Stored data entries

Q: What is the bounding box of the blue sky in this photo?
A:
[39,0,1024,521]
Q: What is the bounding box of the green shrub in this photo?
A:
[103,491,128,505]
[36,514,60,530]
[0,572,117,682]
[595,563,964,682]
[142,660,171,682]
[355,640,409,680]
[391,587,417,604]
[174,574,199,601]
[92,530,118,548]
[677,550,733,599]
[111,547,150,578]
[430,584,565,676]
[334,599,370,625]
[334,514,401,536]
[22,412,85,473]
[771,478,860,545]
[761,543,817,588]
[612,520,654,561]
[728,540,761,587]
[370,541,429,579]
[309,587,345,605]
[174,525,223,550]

- [Exercise aim]:
Count the lines of the data above that contain the string "What", treating uppercase and lowercase as different, and give only the number.

- [Solution to this task]:
2